■ PROBLEM STATEMENT:
Turn every line of the items below into a Markdown table with two columns, "Row" and "Line text". Number the rows in order, skip blank lines, and leave out the pictures.

■ STORED RECORDS:
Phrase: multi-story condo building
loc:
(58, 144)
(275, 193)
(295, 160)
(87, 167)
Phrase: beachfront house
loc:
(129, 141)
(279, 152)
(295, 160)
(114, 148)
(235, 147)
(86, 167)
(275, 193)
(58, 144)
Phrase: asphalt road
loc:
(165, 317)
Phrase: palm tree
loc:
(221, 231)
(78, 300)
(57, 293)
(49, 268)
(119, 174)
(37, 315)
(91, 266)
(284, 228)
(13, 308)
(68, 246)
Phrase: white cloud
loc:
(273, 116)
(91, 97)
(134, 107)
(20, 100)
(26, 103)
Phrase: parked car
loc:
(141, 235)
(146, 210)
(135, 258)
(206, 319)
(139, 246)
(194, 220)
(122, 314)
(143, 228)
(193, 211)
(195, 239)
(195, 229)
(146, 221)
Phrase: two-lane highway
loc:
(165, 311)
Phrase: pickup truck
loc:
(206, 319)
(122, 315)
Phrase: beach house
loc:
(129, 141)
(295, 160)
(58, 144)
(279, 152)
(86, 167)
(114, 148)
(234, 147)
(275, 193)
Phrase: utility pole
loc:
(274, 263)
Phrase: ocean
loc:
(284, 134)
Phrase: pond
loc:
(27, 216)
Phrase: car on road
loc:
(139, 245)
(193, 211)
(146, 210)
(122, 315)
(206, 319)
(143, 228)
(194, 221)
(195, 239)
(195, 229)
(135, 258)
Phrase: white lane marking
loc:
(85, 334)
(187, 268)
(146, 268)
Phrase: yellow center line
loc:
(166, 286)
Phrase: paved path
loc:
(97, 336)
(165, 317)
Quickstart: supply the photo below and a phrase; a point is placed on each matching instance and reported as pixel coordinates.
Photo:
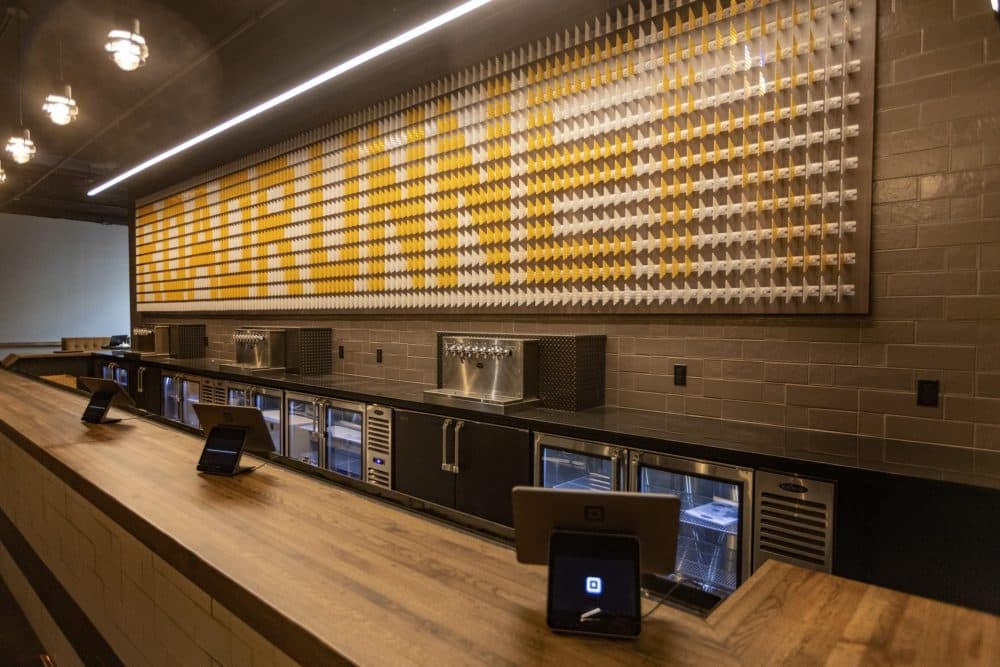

■ WRITTEN ANSWER:
| Row | Line text |
|---|---|
| 1 | Phrase: multi-story condo building |
| 2 | loc: |
| 3 | (58, 144) |
| 4 | (275, 193) |
| 5 | (295, 160) |
| 6 | (87, 167) |
| 7 | Phrase: beachfront house |
| 8 | loc: |
| 9 | (129, 141) |
| 10 | (279, 152) |
| 11 | (295, 160) |
| 12 | (114, 148) |
| 13 | (235, 147) |
| 14 | (86, 167) |
| 15 | (275, 193) |
| 16 | (58, 144) |
| 17 | Phrase: asphalt road |
| 18 | loc: |
| 19 | (165, 317) |
| 20 | Phrase: palm tree |
| 21 | loc: |
| 22 | (221, 231) |
| 23 | (78, 300) |
| 24 | (57, 293) |
| 25 | (49, 268) |
| 26 | (119, 174) |
| 27 | (37, 315) |
| 28 | (91, 266) |
| 29 | (284, 228) |
| 30 | (13, 308) |
| 31 | (68, 246) |
| 32 | Phrase: white cloud |
| 33 | loc: |
| 34 | (273, 116) |
| 35 | (91, 97) |
| 36 | (134, 107) |
| 37 | (20, 100) |
| 38 | (26, 103) |
| 39 | Phrase: parked car |
| 40 | loc: |
| 41 | (141, 235) |
| 42 | (146, 210) |
| 43 | (135, 258) |
| 44 | (206, 319) |
| 45 | (139, 246) |
| 46 | (194, 220) |
| 47 | (122, 314) |
| 48 | (143, 228) |
| 49 | (193, 211) |
| 50 | (195, 239) |
| 51 | (195, 229) |
| 52 | (146, 221) |
| 53 | Phrase: two-lane highway |
| 54 | loc: |
| 55 | (165, 311) |
| 56 | Phrase: pickup truck |
| 57 | loc: |
| 58 | (206, 319) |
| 59 | (122, 315) |
| 60 | Phrase: beach house |
| 61 | loc: |
| 62 | (129, 141) |
| 63 | (295, 160) |
| 64 | (58, 144) |
| 65 | (279, 152) |
| 66 | (86, 167) |
| 67 | (114, 148) |
| 68 | (234, 147) |
| 69 | (275, 193) |
| 70 | Phrase: utility pole |
| 71 | loc: |
| 72 | (274, 263) |
| 73 | Phrase: ocean |
| 74 | loc: |
| 75 | (284, 134) |
| 76 | Phrase: pond |
| 77 | loc: |
| 78 | (27, 216) |
| 79 | Phrase: car on road |
| 80 | loc: |
| 81 | (139, 245) |
| 82 | (193, 211) |
| 83 | (146, 210) |
| 84 | (122, 315) |
| 85 | (206, 319) |
| 86 | (143, 228) |
| 87 | (194, 221) |
| 88 | (195, 239) |
| 89 | (195, 229) |
| 90 | (135, 258) |
| 91 | Phrase: white lane marking |
| 92 | loc: |
| 93 | (85, 334) |
| 94 | (187, 268) |
| 95 | (146, 268) |
| 96 | Phrase: yellow center line |
| 97 | loc: |
| 98 | (166, 286) |
| 99 | Phrase: paved path |
| 100 | loc: |
| 101 | (97, 336) |
| 102 | (165, 317) |
| 103 | Quickstart: supply the photo below and a phrase; a point is placed on each matching instance and reported as pixel coordinates. |
| 104 | Photo: |